_SET TASK_: Repeat the lines of the entries below exactly, beginning with the line containing "Locate every instance of the white drape" and continuing through the end of the entries, and leave out the pictures.
━━━━━━━━━━━━━━━━
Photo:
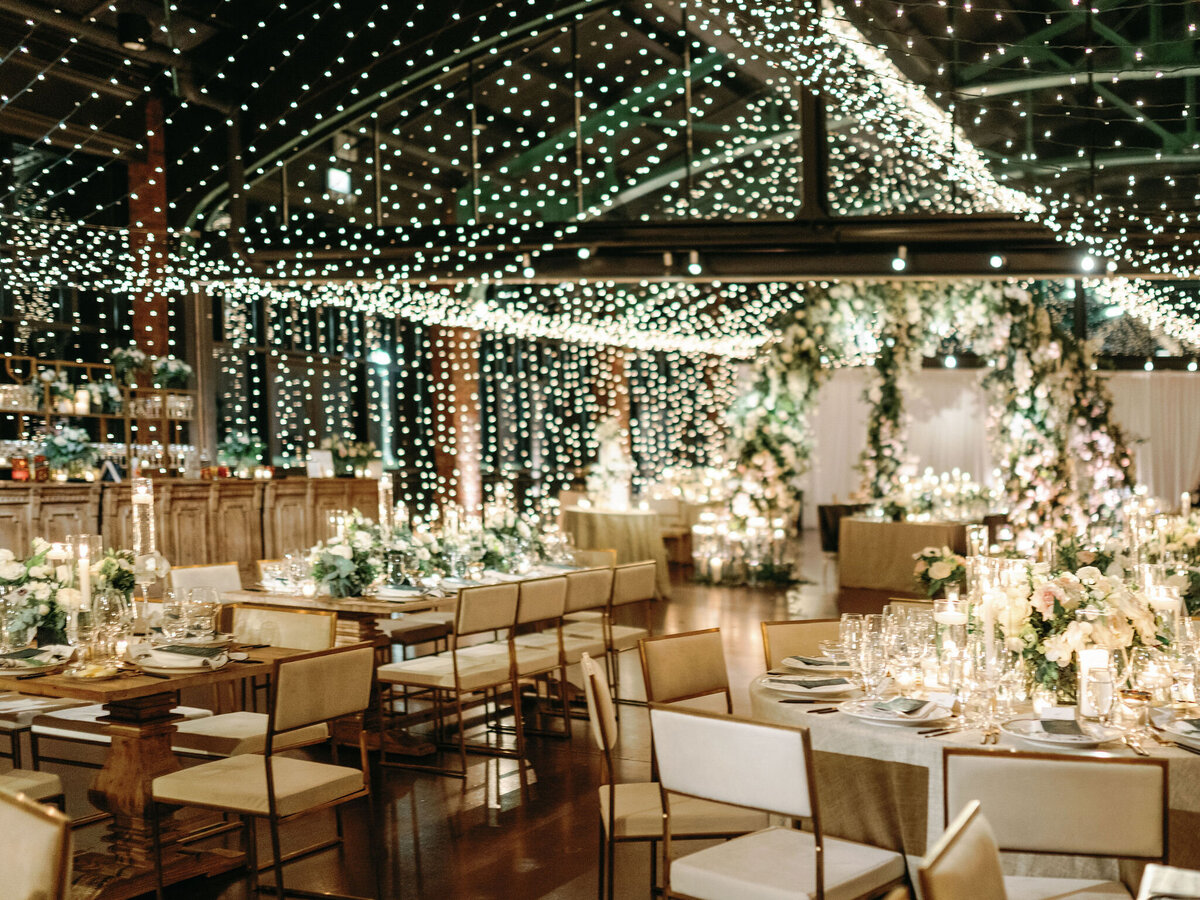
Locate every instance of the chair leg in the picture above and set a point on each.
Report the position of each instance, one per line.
(279, 858)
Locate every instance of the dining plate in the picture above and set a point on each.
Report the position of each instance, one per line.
(796, 684)
(868, 712)
(1027, 727)
(798, 664)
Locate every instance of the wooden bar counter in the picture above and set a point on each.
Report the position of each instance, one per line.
(199, 522)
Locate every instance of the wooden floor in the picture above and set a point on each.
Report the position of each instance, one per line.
(489, 838)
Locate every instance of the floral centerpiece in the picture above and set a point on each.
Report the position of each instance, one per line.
(171, 372)
(936, 568)
(349, 454)
(106, 397)
(347, 565)
(39, 594)
(127, 363)
(70, 449)
(240, 450)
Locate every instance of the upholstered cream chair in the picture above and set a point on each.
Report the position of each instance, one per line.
(762, 767)
(781, 640)
(965, 862)
(306, 691)
(37, 850)
(633, 811)
(451, 676)
(687, 669)
(222, 576)
(595, 557)
(633, 583)
(1083, 821)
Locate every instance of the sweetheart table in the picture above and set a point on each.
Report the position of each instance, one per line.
(882, 785)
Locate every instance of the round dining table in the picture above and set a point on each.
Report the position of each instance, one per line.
(882, 785)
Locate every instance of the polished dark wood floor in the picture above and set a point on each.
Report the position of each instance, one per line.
(492, 839)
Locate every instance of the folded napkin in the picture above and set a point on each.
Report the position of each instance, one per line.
(808, 682)
(35, 657)
(180, 657)
(904, 706)
(816, 663)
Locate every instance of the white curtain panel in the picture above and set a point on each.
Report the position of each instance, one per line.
(949, 413)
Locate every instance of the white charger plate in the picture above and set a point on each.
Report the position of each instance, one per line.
(827, 690)
(1026, 727)
(865, 711)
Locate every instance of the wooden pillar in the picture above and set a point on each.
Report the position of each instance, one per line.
(611, 390)
(457, 437)
(148, 232)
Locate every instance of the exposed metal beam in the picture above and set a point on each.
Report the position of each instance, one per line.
(1110, 76)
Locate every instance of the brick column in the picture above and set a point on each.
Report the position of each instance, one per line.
(148, 231)
(457, 437)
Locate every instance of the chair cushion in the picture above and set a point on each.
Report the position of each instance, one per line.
(35, 785)
(1032, 888)
(573, 647)
(239, 784)
(640, 814)
(234, 733)
(437, 671)
(780, 863)
(81, 723)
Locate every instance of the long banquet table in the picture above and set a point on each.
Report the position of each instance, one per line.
(139, 725)
(882, 785)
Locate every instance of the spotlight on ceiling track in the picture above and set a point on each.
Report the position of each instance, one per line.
(133, 31)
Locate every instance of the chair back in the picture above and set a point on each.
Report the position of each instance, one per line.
(223, 576)
(318, 687)
(588, 588)
(732, 760)
(781, 640)
(37, 850)
(541, 599)
(687, 669)
(297, 629)
(486, 607)
(595, 557)
(965, 862)
(1084, 821)
(634, 582)
(601, 712)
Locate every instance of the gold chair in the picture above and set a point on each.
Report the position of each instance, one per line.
(763, 767)
(306, 691)
(633, 811)
(222, 576)
(1084, 821)
(964, 862)
(453, 673)
(781, 640)
(37, 849)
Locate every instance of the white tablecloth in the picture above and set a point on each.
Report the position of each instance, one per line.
(879, 783)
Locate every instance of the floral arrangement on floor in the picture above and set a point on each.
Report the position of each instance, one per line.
(69, 448)
(937, 568)
(171, 372)
(106, 397)
(40, 594)
(240, 450)
(127, 363)
(348, 565)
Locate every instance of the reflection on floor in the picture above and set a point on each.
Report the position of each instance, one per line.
(490, 839)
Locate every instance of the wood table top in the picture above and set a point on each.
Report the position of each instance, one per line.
(132, 687)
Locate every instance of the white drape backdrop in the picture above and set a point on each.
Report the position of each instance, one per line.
(1159, 411)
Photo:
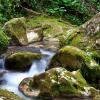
━━━━━━━━━━━━━━━━
_WRITTEN RESPONSE_:
Locate every instance of the white drape backdrop in the picture above and set a point on each.
Report the position of each instance, one per line.
(1159, 411)
Photo:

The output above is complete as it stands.